** WRITTEN EXERCISE **
Copy out the lines below word for word, from the line containing "QA review pass — verify and re-annotate all instances of distant" through the line containing "[[20, 12, 130, 83], [20, 13, 130, 62]]", with both of those lines included.

** INPUT ROWS **
# # #
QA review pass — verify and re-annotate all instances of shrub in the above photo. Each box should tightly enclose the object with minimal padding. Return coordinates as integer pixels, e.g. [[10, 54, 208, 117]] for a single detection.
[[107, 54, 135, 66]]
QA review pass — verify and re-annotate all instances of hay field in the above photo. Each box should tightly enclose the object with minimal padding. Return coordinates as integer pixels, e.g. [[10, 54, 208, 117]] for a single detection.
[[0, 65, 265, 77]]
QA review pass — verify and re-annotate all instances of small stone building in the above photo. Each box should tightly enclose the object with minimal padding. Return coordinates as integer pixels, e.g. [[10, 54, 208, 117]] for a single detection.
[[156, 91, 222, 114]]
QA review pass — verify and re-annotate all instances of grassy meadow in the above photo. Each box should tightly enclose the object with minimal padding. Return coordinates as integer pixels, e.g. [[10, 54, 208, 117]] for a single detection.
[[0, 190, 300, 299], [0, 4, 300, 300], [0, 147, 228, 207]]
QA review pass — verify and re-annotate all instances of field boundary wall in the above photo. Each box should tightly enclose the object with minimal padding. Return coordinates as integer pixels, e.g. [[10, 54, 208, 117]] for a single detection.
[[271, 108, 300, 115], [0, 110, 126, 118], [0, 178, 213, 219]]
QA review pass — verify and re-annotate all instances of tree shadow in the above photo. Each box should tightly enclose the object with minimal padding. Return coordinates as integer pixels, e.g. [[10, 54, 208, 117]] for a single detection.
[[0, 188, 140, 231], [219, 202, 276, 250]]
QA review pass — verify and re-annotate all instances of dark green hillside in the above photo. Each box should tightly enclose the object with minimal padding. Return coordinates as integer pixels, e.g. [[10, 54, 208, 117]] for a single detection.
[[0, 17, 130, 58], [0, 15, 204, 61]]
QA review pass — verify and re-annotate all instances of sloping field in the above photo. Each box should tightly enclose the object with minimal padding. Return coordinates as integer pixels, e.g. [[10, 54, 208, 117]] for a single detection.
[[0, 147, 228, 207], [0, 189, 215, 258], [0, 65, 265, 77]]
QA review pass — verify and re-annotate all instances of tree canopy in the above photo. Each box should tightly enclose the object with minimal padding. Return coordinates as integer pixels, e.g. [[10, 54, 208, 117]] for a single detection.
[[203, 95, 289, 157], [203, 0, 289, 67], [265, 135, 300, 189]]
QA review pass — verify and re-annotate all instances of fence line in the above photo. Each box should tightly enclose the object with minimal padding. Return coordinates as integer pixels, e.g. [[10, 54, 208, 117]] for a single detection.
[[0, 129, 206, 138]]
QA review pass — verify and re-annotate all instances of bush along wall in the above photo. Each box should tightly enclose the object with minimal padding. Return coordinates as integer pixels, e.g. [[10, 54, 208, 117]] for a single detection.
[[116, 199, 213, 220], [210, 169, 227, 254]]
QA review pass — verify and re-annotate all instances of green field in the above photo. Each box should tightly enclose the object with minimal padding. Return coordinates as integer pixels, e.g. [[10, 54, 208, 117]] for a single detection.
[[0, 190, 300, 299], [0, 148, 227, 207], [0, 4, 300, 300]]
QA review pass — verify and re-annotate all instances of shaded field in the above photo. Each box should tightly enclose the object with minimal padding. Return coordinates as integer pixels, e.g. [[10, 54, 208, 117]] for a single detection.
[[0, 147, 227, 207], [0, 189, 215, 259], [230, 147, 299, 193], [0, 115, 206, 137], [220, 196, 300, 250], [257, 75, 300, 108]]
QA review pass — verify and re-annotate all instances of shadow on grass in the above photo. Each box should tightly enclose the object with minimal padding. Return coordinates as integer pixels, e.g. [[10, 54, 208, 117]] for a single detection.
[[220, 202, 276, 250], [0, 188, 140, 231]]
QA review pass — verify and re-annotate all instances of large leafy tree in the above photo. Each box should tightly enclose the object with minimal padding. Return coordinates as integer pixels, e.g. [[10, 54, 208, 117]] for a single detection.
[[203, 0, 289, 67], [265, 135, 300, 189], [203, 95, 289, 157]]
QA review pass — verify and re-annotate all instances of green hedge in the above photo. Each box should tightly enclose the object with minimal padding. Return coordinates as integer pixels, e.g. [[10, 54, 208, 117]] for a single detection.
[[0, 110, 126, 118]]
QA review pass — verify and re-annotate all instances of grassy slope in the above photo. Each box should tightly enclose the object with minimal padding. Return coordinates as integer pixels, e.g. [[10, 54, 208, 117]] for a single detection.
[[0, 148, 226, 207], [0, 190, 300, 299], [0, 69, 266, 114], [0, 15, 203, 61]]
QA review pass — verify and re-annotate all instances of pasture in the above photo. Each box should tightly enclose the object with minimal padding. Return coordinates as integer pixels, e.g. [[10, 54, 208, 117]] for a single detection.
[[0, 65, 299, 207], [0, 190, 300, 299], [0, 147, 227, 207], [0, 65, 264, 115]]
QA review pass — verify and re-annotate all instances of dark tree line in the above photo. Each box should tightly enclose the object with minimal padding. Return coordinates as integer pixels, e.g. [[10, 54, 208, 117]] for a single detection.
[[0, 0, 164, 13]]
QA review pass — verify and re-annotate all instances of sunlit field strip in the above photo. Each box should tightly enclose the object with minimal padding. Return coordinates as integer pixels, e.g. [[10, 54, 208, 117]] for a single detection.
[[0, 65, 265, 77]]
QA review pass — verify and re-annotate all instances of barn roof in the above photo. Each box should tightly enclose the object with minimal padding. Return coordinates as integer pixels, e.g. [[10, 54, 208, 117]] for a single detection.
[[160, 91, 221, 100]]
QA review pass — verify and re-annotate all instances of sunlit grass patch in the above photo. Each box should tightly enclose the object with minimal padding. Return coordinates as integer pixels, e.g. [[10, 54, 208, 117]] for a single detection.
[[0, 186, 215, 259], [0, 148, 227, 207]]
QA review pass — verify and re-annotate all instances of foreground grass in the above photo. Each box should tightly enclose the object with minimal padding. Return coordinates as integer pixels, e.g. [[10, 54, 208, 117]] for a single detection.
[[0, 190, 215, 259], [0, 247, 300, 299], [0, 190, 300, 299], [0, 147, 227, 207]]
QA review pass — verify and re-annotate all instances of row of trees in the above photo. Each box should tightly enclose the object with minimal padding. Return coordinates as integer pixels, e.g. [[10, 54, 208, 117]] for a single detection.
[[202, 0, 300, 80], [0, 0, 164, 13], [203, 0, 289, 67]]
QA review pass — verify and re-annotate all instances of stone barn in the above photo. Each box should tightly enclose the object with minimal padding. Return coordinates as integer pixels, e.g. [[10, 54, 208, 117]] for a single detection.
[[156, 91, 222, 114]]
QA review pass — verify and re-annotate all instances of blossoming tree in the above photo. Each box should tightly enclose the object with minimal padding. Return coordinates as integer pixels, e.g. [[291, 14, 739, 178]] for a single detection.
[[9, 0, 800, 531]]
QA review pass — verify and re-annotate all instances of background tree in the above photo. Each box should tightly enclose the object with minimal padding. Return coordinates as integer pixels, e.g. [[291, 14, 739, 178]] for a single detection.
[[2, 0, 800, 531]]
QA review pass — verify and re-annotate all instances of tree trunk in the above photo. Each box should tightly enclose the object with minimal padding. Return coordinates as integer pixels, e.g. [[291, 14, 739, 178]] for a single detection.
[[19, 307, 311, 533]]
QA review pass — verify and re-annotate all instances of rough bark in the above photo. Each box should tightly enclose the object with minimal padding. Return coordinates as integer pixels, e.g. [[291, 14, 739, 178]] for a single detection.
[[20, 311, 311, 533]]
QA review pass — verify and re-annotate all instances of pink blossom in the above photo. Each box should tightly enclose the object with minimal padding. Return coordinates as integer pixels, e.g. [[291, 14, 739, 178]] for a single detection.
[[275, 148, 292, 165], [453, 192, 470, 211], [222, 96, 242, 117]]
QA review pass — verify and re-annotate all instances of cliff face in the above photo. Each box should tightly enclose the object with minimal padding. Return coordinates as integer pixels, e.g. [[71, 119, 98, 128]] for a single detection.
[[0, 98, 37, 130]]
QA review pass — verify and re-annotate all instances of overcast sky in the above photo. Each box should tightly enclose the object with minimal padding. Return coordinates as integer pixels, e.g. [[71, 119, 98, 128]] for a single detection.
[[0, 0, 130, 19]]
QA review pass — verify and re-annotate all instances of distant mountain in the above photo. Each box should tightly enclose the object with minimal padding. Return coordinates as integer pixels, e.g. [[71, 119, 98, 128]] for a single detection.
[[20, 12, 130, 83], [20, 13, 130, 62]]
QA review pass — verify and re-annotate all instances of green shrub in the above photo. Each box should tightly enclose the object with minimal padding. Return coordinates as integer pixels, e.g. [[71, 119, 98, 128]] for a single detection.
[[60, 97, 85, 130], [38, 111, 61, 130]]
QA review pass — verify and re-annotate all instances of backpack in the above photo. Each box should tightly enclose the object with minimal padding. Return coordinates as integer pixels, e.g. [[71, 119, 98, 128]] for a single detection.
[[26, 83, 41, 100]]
# # #
** FULL SOLUTION **
QA review pass — verify and re-annotate all instances of distant mountain in the above photo. Each box should tightly enclose the object with minimal padding. Return coordinates as integer pixels, e.g. [[71, 119, 98, 128]] for a single detection.
[[20, 12, 130, 83], [20, 13, 130, 62]]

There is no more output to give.